§ **TEXT**
----------------

The hardest thing I've done all year

Things have been quiet from me, I know, but I promise it’s for a good reason.


Here’s the ugly, truth about what’s going on with me.


This year has been an amazing year, and one of a ton of growth (which actually just means, things have been really hard).


I struggled through 19 months of being a work-at-home mom who hustled during nap-times, bedtimes, and gave my child a pen to chew on so I could finish off just “one more email”. (Judge away….).


I hired new team members for the first time in my business and had to let go of the reins… and show up as a leader. At times, I’ve been less-than-steller.


I searched for over 18 months, called over 100 daycares and finally transitioned Sonoma into a wonderful day-home 4 weeks ago.


All year, I’ve been releasing my need to people please and it’s been ugly, and messy, and I STILL just want to make everyone else happy.


This year, I’ve failed - a lot.


I won an award as one of Vancouver’s Top Mom Bloggers… but lost the top honours.


I started creating an awesome course, but put it on pause to take my own advice and focus on 1 thing.


And I’ve been hard on myself - SO hard on myself, that for the first time in my life, I’ve struggled with anxiety and self-doubt on a level that’s made me less of the mom and entrepreneur I know I’m meant to be.


As I write out and reflect on all of these things, it feels heavy. And real.


And yet, the biggest challenge I’ve faced this year has been creating a very special project for you a Podcast.


You might be wondering… why would a PODCAST (of all things) be the hardest thing?!


Because it’s been the culmination of ALL the things.


It’s made me face my shortcomings as a leader - and step up in a whole new way.


It’s made me show up consistently, even when I don’t feel like it.


I’ve recorded, and re-recorded episodes AGAIN and AGAIN, to make them perfect. All while knowing, they will never be perfect.


The perfectionist in me has manifested itself in the creation of the Podcast being slower than I hoped, which of course triggered all the nasty thoughts:


“What’s taking you so long?”

“You said you would have this done months ago. You have no integrity.”

“How can you lead others when you can’t even do it right?”


And not one to miss out, my fear AND inner critic who cares what others think jumped right on in too.


“This isn’t even that good.”

“Who’s going to listen to you?”

“Who cares about what you have to say?”

“What if it fails and no-one listens?”



YIKES.



Why am I sharing all this?

----------------

§ **RECORDS**

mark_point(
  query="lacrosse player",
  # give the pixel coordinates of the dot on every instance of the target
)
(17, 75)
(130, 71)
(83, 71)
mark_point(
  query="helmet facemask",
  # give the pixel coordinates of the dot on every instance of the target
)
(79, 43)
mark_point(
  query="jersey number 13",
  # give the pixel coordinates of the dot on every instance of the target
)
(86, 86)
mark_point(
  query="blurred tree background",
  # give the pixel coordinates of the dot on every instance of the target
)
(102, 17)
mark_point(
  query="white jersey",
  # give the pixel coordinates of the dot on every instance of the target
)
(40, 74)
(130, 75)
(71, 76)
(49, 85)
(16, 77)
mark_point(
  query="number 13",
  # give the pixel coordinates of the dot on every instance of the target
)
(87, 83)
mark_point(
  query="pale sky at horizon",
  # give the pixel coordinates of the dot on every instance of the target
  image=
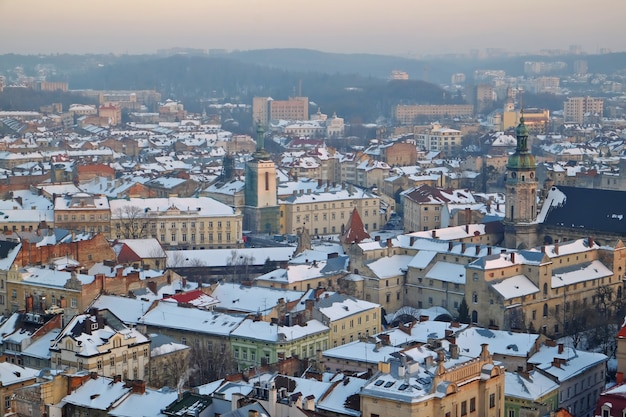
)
(398, 27)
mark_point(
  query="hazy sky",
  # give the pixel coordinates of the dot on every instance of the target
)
(388, 26)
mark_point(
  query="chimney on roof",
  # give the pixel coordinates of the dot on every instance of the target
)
(454, 351)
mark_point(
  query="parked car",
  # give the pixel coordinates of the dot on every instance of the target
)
(55, 310)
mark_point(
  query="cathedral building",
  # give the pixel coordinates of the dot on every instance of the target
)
(520, 221)
(261, 210)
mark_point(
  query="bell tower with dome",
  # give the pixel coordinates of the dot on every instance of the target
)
(261, 213)
(520, 220)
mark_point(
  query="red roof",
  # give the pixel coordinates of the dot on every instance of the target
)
(187, 297)
(355, 233)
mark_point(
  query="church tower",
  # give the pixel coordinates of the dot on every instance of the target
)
(261, 213)
(520, 226)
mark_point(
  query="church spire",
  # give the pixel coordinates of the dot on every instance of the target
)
(521, 133)
(260, 153)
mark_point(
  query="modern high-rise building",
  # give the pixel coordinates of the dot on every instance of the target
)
(580, 109)
(265, 109)
(406, 114)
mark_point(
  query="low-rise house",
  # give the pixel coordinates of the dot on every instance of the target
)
(144, 253)
(99, 342)
(169, 361)
(581, 375)
(307, 275)
(455, 385)
(12, 378)
(530, 394)
(256, 342)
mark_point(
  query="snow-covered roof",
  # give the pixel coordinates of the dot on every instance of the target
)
(272, 333)
(99, 394)
(529, 387)
(151, 403)
(203, 206)
(129, 310)
(250, 299)
(447, 272)
(170, 315)
(226, 257)
(390, 266)
(516, 286)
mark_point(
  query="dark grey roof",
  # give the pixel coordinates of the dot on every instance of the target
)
(590, 209)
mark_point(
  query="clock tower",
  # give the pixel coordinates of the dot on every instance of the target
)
(261, 213)
(520, 225)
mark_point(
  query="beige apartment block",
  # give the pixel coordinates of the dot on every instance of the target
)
(327, 212)
(577, 109)
(406, 114)
(184, 223)
(541, 290)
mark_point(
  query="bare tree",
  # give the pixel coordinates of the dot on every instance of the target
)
(239, 265)
(211, 362)
(609, 316)
(573, 322)
(133, 221)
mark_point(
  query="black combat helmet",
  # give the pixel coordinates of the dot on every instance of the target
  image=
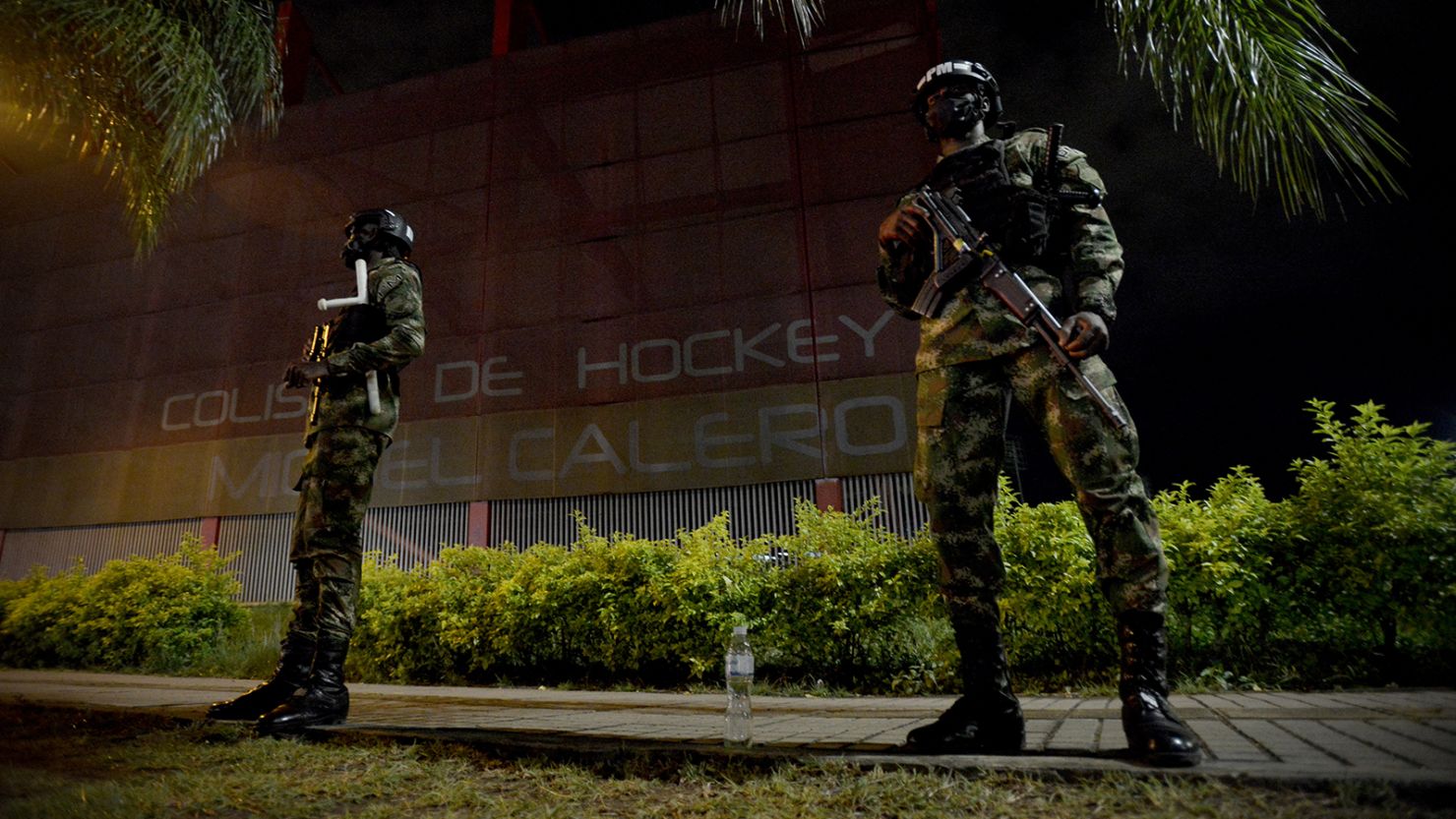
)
(954, 72)
(392, 229)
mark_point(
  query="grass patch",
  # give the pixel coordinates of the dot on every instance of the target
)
(63, 763)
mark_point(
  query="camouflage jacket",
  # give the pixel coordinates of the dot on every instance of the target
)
(397, 324)
(1080, 251)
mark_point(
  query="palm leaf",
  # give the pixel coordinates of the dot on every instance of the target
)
(152, 90)
(804, 15)
(1265, 93)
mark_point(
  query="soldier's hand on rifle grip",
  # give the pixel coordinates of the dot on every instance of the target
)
(906, 226)
(1083, 335)
(305, 373)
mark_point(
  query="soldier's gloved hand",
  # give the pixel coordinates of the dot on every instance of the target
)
(1083, 335)
(305, 373)
(906, 226)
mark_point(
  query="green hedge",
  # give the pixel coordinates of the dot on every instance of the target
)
(146, 614)
(1349, 581)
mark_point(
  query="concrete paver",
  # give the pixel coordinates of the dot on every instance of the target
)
(1401, 736)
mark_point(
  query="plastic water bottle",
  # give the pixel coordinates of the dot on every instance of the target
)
(739, 665)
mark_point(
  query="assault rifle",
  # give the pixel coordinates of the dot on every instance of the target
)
(976, 257)
(316, 351)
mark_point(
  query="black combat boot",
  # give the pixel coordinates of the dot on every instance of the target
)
(988, 718)
(325, 701)
(294, 661)
(1153, 731)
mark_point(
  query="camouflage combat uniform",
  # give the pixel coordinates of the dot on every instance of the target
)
(976, 357)
(345, 442)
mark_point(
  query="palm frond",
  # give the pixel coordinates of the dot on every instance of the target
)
(804, 15)
(1265, 93)
(152, 88)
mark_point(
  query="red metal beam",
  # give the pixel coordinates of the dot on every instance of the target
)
(501, 39)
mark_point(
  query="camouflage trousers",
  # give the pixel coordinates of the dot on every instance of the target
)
(327, 553)
(961, 419)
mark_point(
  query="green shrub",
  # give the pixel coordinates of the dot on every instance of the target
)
(149, 614)
(1056, 621)
(852, 604)
(1220, 604)
(1373, 549)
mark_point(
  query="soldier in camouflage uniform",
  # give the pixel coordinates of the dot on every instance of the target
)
(344, 444)
(974, 360)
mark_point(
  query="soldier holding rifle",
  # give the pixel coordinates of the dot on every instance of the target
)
(997, 226)
(349, 425)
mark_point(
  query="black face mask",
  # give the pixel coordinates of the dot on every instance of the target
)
(358, 242)
(954, 115)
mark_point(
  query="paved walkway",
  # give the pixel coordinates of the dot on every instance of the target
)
(1405, 737)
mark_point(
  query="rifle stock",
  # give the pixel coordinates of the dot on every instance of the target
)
(316, 351)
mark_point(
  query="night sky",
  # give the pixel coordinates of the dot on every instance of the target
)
(1231, 316)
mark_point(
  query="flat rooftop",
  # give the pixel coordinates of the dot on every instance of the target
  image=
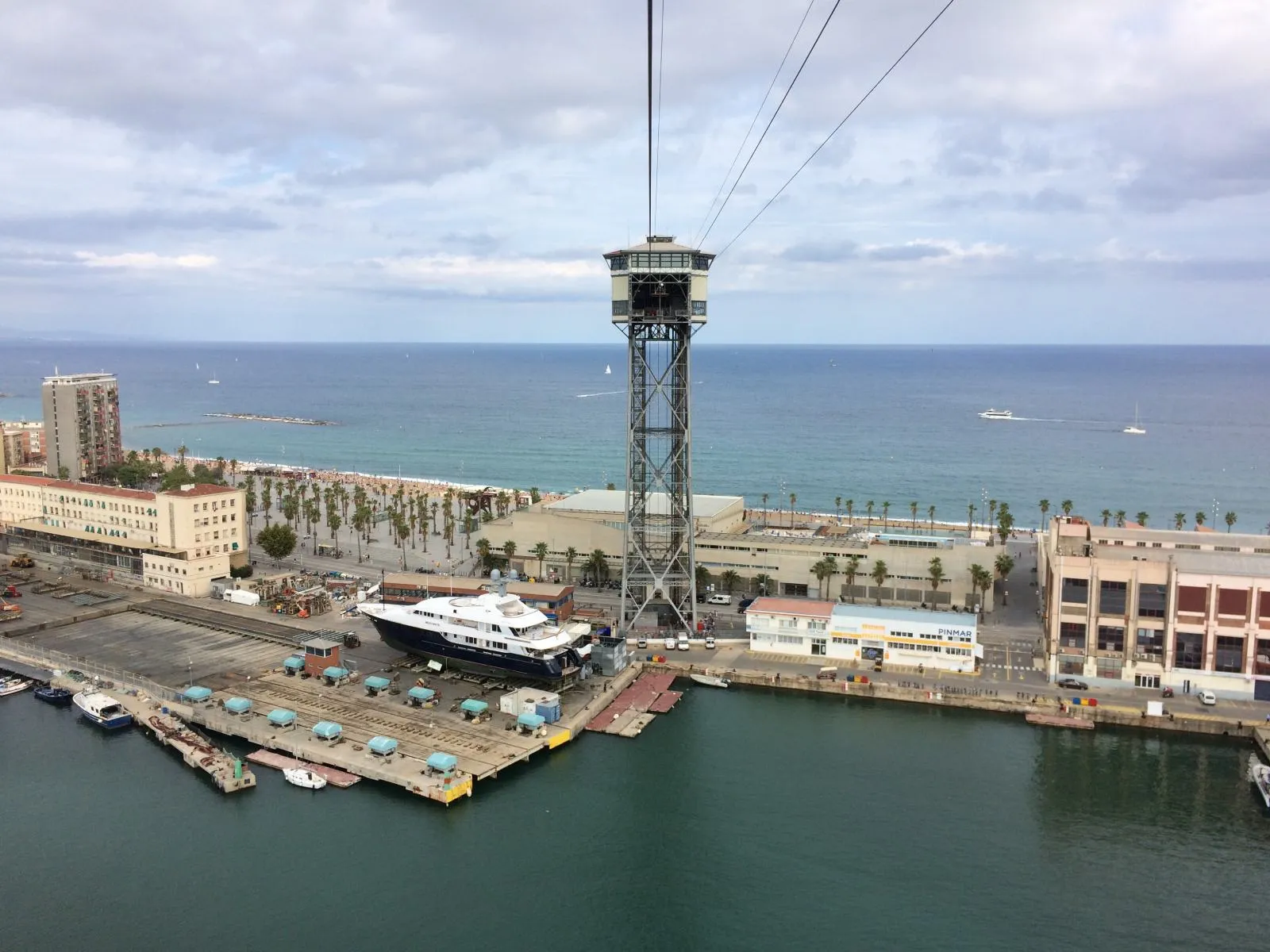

----------------

§ **GIVEN INSTRUCTION 1**
Reproduce the part of the podcast post from "The perfectionist in me has" to "right on in too.".
§ **GIVEN INSTRUCTION 2**
According to the podcast post, why was making the podcast the hardest thing the writer did all year? Answer in one to three sentences.

§ **WORKED SOLUTION 1**
The perfectionist in me has manifested itself in the creation of the Podcast being slower than I hoped, which of course triggered all the nasty thoughts:


“What’s taking you so long?”

“You said you would have this done months ago. You have no integrity.”

“How can you lead others when you can’t even do it right?”


And not one to miss out, my fear AND inner critic who cares what others think jumped right on in too.

§ **WORKED SOLUTION 2**
It was the culmination of all the year's struggles. It forced the writer to face shortcomings as a leader and step up in a new way, and to show up consistently even when not feeling like it. It also meant recording and re-recording episodes again and again to make them perfect, while knowing they never would be.